**EXERCISES:**
• 1. In the passage on information and noise, what two physical processes occur whenever information is stored in any structure?
• 2. Resume the passage on information, noise, and biology after its last sentence.

**EXERCISE PASSAGE:**
+---+

When information is stored in any structure, from galaxies to minds, two fundamental physical processes occur. First is a collapse of a quantum mechanical wave function. Second is a local decrease in the entropy corresponding to the increase in information. Entropy greater than that must be transferred away to satisfy the second law of thermodynamics.
If wave functions did not collapse, their evolution over time would be completely deterministic and information-preserving. Nothing new would emerge that was not implicitly present in the earlier states of the universe.
It is ironic that noise, in the form of quantum mechanical wave function collapses, should be the ultimate source of new information (low or negative entropy), the very opposite of noise (positive entropy).
Because quantum level processes introduce noise, information stored may have errors. When information is retrieved, it is again susceptible to noise, This may garble the information content.
Despite the continuous presence of noise around them and inside them, biological systems have maintained and increased their invariant information content over billions of generations. Humans increase our knowledge of the external world, despite logical, mathematical, and physical uncertainty. Biological and intellectual information handling balance random and orderly processes by means of sophisticated error detection and correction schemes. The scheme we use to correct human knowledge is science, a combination of freely invented theories and adequately determined experiments.
In Biology
Molecular biologists have assured neuroscientists for years that the molecular structures involved in neurons are too large to be affected significantly by quantum noise.
But neurobiologists know very well that there is noise in the nervous system in the form of spontaneous firings of an action potential spike, thought to be the result of random chemical changes at the synapses. This may or may not be quantum noise amplified to the macroscopic level.

+---+

Dataset entries:
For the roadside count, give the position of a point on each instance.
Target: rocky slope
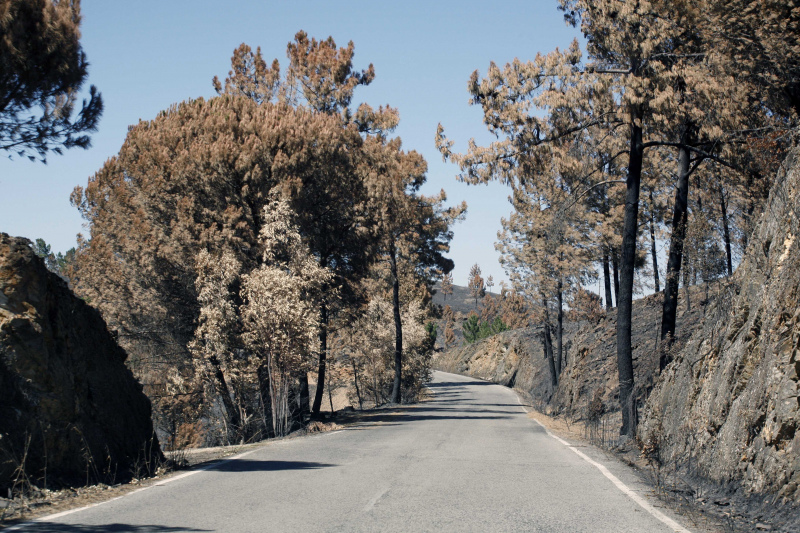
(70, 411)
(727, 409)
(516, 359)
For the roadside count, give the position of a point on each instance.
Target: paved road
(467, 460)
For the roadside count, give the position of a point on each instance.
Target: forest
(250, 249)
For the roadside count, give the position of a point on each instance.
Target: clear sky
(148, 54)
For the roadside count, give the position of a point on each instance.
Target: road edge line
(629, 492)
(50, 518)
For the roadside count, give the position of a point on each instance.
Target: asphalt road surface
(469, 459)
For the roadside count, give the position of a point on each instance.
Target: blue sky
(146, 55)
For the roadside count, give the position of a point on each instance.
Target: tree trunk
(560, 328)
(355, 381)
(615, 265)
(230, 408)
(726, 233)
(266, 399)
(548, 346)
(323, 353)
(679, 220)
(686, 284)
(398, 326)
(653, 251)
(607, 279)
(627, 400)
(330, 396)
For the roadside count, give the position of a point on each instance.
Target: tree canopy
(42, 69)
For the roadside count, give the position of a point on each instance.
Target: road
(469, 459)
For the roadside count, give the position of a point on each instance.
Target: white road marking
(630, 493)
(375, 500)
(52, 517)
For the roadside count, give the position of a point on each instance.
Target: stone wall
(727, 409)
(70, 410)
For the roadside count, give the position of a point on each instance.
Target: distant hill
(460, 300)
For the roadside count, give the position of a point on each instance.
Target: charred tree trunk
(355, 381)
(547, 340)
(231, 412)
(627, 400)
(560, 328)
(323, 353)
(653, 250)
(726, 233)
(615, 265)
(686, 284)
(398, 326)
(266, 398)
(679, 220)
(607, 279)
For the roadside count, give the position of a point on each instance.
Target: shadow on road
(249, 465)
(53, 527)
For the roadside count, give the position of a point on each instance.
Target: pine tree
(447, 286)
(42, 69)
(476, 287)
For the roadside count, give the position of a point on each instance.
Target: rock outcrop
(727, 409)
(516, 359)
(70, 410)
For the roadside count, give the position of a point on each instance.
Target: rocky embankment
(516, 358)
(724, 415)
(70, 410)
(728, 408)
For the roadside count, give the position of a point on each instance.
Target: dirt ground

+---+

**ANSWER SET:**
• 1. A quantum mechanical wave function collapses, and entropy decreases locally to match the increase in information.

• 2.
But there is no problem imagining a role for randomness in the brain in the form of quantum level noise that affects the communication of knowledge. Noise can introduce random errors into stored memories. Noise can create random associations of ideas during memory recall.
Molecular biologists know that while most biological structures are remarkably stable, and thus adequately determined, quantum effects drive the mutations that provide variation in the gene pool. So our question is how the typical structures of the brain have evolved to deal with microscopic, atomic level, noise - both thermal and quantal noise. Can they ignore it because they are adequately determined large objects, or might they have remained sensitive to the noise for some reason?
We can expect that if quantum noise, or even ordinary thermal noise, offered beneficial advantages, there would have been evolutionary pressure to take advantage of noise.
Proof that our sensory organs have evolved until they are working at or near quantum limits is evidenced by the eye's ability to detect a single photon (a quantum of light energy), and the nose's ability to smell a single molecule.
Biology provides many examples of ergodic creative processes following a trial and error model. They harness chance as a possibility generator, followed by an adequately determined selection mechanism with implicit information-value criteria.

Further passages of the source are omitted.